## DATASET EXCERPTS:

BEGIN

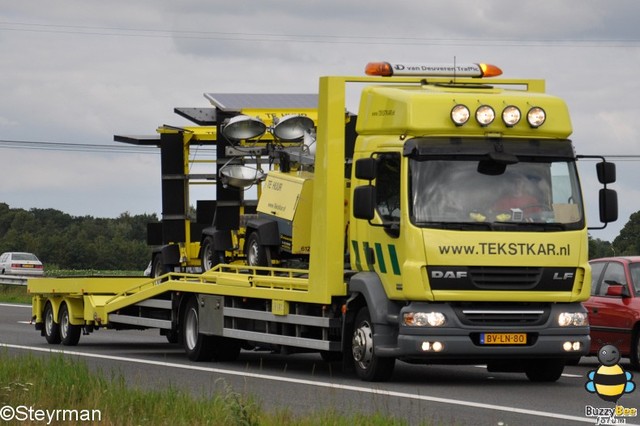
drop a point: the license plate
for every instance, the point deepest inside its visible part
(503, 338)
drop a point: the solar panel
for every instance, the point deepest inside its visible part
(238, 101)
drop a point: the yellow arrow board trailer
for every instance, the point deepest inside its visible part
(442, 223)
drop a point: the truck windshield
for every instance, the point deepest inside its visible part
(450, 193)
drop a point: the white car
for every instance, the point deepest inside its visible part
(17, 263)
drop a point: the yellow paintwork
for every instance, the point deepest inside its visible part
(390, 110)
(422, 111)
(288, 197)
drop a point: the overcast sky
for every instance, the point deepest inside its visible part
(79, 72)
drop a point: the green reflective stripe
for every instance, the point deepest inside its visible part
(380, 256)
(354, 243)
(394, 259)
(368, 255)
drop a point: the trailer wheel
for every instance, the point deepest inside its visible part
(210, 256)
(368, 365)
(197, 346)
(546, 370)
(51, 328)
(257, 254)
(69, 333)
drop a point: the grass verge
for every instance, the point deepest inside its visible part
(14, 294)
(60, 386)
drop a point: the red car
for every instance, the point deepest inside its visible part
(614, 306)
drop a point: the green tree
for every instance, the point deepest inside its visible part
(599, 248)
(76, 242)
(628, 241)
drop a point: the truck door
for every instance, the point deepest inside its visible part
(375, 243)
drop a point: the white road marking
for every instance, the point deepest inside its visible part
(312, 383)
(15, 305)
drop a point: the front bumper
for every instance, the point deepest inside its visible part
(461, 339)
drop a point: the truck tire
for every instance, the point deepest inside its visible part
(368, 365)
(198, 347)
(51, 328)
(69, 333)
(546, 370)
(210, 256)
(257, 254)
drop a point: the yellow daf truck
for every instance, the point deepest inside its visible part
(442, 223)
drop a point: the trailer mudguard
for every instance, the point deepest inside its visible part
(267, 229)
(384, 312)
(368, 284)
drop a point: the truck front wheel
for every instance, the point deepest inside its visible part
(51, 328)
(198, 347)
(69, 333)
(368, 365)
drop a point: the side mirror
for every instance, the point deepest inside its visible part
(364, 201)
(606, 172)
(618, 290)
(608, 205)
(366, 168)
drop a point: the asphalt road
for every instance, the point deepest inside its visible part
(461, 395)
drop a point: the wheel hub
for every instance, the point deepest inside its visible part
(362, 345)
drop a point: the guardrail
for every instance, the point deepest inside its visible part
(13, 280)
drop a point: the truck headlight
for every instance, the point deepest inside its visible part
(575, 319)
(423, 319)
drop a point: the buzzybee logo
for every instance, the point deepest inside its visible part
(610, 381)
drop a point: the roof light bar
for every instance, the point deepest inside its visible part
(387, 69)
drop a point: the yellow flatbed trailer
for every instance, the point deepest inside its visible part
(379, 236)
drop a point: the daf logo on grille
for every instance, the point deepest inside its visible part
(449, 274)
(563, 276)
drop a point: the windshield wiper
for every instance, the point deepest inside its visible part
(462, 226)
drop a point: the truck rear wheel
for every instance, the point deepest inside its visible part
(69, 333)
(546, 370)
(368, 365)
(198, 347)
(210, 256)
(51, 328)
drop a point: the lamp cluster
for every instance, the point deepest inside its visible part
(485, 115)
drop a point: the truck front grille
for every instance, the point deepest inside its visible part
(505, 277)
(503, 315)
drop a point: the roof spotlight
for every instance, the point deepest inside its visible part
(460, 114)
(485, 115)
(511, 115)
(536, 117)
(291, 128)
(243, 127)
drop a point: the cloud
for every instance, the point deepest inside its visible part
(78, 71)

END
BEGIN

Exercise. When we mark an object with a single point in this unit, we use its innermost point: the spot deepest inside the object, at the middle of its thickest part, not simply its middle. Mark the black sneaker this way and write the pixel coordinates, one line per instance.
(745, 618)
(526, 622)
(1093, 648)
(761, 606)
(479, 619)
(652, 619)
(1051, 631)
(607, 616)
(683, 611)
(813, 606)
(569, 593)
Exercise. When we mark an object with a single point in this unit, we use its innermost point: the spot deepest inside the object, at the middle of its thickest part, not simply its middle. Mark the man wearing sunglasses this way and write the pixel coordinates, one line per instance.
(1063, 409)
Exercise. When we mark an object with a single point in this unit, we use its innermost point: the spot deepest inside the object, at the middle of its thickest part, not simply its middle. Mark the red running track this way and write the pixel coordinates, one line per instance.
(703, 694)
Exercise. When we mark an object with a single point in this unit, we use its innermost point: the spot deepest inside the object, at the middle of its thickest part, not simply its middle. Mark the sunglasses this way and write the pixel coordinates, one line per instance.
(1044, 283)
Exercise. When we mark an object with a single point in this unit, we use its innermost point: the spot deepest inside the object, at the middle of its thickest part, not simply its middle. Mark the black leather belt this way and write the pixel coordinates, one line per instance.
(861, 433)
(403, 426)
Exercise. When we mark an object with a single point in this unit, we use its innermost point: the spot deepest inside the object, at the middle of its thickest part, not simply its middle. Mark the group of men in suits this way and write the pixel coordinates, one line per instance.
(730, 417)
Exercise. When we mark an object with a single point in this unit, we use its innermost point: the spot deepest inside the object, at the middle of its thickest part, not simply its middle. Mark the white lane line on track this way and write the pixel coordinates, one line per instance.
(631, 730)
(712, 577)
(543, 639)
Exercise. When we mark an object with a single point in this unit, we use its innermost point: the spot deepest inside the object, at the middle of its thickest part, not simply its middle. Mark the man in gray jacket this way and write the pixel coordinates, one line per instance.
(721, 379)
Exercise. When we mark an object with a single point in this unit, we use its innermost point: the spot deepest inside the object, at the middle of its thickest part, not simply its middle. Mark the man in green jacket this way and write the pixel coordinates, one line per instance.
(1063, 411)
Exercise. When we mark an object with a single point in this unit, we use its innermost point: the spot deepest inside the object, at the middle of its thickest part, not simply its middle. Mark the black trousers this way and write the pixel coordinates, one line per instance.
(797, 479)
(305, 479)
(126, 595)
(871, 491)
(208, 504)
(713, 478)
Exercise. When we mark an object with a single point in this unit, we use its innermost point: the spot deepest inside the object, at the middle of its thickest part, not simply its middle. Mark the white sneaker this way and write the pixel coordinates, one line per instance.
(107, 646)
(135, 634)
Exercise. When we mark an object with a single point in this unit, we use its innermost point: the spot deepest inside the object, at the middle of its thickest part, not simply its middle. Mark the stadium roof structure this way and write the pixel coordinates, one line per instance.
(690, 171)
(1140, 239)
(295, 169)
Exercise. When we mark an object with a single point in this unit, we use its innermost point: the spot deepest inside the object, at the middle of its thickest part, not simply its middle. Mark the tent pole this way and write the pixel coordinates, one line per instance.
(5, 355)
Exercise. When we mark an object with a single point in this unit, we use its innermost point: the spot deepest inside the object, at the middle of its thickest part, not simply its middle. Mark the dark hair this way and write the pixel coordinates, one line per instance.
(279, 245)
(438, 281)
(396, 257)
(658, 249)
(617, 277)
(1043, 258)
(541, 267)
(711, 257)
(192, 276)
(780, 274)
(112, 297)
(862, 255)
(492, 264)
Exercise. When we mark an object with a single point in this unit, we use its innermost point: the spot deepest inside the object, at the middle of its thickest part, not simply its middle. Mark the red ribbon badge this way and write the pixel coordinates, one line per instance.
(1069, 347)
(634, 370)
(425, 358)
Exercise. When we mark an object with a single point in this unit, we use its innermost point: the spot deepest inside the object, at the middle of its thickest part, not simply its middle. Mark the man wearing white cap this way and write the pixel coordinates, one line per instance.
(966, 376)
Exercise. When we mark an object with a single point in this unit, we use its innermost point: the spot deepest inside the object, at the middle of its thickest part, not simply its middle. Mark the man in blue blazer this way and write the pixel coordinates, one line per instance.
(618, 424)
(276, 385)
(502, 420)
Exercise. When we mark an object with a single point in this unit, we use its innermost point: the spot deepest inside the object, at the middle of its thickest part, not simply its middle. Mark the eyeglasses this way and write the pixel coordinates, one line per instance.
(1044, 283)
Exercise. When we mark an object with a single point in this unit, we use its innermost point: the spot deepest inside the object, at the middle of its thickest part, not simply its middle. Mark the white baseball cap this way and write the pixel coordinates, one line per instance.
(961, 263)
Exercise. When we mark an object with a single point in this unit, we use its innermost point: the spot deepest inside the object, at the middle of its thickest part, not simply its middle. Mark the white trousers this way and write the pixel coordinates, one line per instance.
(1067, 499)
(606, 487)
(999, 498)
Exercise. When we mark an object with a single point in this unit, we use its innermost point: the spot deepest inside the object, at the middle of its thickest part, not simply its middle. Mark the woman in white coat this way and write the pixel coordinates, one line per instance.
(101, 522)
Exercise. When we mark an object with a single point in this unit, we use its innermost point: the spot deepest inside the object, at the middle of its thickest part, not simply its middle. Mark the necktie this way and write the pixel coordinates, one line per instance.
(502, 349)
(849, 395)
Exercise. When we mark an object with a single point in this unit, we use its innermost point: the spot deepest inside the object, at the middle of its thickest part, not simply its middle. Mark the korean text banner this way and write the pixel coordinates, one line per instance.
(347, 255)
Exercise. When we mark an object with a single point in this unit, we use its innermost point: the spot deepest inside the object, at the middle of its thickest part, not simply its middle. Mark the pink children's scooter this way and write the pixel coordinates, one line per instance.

END
BEGIN

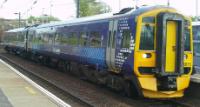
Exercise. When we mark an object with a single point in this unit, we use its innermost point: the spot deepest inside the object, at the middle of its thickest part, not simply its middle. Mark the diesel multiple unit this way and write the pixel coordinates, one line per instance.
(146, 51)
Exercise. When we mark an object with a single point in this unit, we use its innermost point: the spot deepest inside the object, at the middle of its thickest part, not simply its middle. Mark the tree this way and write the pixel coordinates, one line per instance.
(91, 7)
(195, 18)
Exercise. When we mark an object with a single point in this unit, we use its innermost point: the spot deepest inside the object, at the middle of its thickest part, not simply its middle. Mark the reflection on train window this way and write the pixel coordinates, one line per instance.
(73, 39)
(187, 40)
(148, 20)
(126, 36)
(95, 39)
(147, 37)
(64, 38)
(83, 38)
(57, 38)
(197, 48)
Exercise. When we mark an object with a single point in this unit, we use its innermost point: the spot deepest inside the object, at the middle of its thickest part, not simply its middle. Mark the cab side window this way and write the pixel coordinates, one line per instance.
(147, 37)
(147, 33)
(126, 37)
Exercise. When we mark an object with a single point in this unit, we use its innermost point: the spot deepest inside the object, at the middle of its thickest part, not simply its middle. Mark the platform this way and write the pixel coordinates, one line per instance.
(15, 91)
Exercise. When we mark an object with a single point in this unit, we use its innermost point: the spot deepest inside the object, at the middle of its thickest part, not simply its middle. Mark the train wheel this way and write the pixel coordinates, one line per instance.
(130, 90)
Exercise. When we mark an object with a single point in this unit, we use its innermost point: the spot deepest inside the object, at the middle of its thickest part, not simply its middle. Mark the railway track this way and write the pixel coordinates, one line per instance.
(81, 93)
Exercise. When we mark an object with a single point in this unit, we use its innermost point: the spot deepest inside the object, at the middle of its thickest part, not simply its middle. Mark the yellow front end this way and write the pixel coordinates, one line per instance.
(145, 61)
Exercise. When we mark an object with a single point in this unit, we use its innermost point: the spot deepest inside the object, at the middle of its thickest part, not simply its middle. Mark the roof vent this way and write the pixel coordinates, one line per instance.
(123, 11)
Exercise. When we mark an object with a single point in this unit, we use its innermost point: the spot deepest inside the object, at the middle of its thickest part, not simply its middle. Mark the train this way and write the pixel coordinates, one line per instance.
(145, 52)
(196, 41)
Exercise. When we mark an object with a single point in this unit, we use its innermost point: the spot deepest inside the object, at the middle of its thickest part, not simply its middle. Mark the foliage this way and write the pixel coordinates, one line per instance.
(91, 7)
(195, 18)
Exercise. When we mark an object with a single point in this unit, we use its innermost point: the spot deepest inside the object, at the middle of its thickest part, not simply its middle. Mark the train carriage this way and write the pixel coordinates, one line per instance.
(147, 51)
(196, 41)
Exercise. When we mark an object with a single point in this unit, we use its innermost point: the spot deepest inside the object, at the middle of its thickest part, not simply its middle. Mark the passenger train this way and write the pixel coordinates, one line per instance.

END

## GOAL OF THE EXERCISE:
Look through the listing above and copy each line with the word "windshield" in it.

## REPLY TO THE TASK:
drop a point: the truck windshield
drop a point: the windshield wiper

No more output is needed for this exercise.